--- Instructions to follow ---
Once the line with "Reviewer check: make sure each instance of the leg" is found, repeat exactly that line and every one after it until the data below ends, including the last line.

Region pointing data
* * *

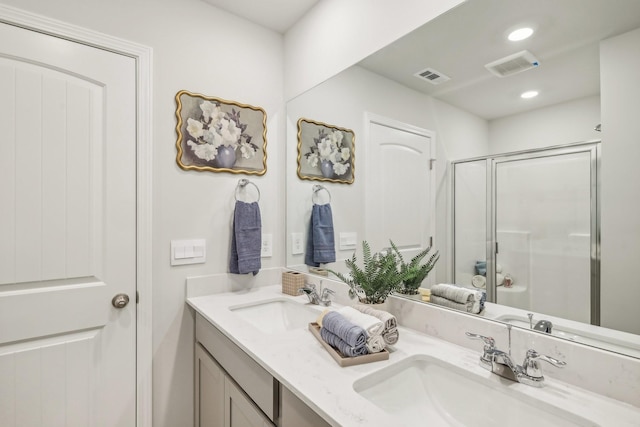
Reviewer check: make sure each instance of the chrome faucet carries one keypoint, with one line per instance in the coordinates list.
(321, 298)
(542, 325)
(500, 363)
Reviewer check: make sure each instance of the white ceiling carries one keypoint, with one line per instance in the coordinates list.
(278, 15)
(462, 41)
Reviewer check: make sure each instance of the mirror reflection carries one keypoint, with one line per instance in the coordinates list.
(441, 110)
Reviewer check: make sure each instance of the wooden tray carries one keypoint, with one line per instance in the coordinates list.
(347, 361)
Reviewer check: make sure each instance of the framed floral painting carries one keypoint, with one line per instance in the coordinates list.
(325, 152)
(220, 136)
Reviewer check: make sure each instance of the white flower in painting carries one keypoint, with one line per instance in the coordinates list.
(213, 138)
(325, 149)
(340, 168)
(312, 160)
(336, 138)
(194, 127)
(345, 153)
(230, 132)
(247, 151)
(203, 151)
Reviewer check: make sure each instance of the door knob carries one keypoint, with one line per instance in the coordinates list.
(120, 300)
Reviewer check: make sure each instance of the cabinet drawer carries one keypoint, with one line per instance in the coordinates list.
(259, 385)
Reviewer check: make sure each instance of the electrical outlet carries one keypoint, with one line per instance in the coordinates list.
(296, 244)
(267, 245)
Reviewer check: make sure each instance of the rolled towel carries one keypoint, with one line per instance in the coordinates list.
(320, 317)
(371, 324)
(448, 303)
(352, 334)
(469, 300)
(424, 292)
(375, 344)
(344, 348)
(390, 333)
(453, 292)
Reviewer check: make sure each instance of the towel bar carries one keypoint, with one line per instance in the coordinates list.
(316, 188)
(242, 184)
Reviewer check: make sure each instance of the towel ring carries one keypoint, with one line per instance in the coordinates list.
(242, 184)
(316, 189)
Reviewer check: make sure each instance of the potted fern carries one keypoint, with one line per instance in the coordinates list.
(413, 272)
(376, 279)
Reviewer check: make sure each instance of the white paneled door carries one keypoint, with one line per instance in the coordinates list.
(400, 186)
(67, 233)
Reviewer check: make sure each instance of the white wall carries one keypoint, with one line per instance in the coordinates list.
(201, 49)
(342, 101)
(620, 62)
(572, 121)
(336, 34)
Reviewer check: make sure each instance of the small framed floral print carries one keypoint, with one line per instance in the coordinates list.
(325, 152)
(220, 136)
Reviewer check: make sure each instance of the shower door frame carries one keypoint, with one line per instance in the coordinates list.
(591, 147)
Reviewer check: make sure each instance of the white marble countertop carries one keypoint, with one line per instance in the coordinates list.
(298, 361)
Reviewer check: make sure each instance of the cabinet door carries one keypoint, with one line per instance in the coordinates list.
(295, 413)
(239, 410)
(210, 390)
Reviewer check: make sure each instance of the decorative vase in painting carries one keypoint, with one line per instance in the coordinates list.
(226, 157)
(326, 168)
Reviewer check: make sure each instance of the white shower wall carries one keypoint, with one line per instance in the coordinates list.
(543, 230)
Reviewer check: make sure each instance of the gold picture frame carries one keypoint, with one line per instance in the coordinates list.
(325, 152)
(218, 135)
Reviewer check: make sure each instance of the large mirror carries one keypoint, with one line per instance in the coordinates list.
(436, 84)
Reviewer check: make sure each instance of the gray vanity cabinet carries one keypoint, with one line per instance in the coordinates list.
(219, 400)
(232, 390)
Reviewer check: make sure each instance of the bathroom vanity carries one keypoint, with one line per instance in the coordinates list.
(258, 364)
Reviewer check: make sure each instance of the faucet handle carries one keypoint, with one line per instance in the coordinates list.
(489, 347)
(489, 343)
(325, 298)
(531, 364)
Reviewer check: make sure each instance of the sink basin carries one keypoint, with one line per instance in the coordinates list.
(613, 341)
(421, 389)
(276, 315)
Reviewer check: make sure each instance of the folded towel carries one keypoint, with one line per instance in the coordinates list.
(390, 333)
(246, 239)
(448, 303)
(319, 319)
(371, 324)
(321, 246)
(344, 348)
(352, 334)
(424, 292)
(481, 268)
(452, 296)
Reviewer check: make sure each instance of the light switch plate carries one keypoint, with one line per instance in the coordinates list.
(296, 244)
(188, 251)
(267, 245)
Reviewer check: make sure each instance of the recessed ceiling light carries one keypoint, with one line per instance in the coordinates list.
(520, 34)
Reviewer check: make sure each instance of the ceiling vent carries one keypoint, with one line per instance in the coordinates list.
(513, 64)
(432, 76)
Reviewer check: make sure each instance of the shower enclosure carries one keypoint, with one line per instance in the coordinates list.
(526, 227)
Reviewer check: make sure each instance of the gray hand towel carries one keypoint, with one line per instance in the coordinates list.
(352, 334)
(246, 239)
(344, 348)
(321, 246)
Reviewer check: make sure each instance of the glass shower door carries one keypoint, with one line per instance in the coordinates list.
(544, 220)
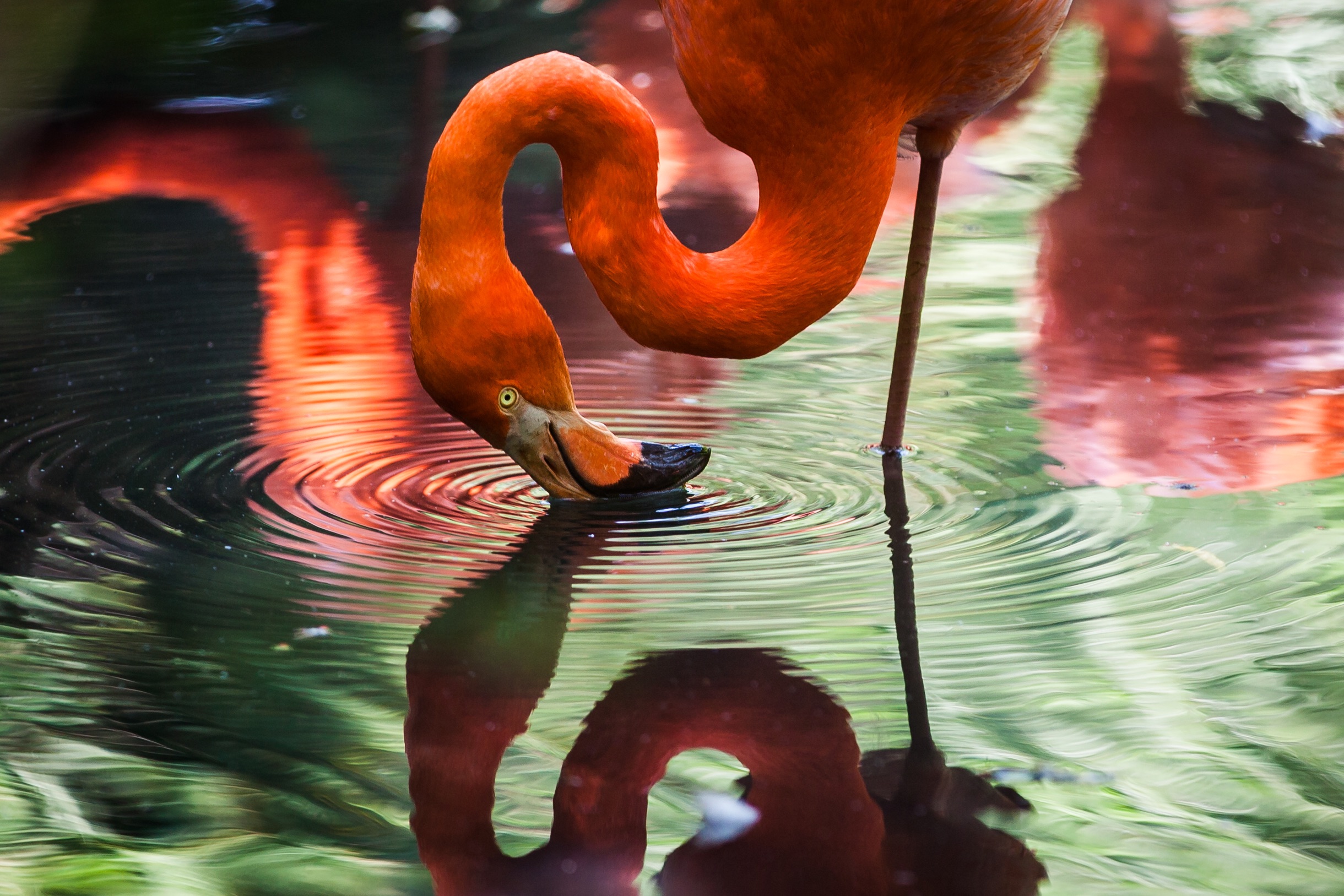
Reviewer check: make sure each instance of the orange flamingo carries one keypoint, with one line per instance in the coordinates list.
(827, 821)
(815, 93)
(1191, 286)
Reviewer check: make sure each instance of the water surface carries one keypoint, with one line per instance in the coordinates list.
(229, 509)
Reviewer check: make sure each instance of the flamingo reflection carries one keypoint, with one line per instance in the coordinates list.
(827, 820)
(1193, 285)
(339, 420)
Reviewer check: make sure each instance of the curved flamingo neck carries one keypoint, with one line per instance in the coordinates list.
(820, 206)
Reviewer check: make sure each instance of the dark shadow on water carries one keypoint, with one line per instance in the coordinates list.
(830, 821)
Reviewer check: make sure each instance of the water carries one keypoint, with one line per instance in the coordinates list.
(229, 508)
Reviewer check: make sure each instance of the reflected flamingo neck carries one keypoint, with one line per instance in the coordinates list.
(795, 741)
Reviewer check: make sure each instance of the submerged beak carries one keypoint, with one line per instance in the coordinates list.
(573, 457)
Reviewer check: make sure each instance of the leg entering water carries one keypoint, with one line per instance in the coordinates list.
(924, 762)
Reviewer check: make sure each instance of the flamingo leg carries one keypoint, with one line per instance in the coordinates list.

* * *

--- Reply ---
Reviewer check: make sure each instance of the leg entering water carries one keypoint, with one line per instance in the coordinates list.
(924, 762)
Reviewer check: make sure each instance of the flamingo leg carries one keypoint, with one line per instance in the coordinates list.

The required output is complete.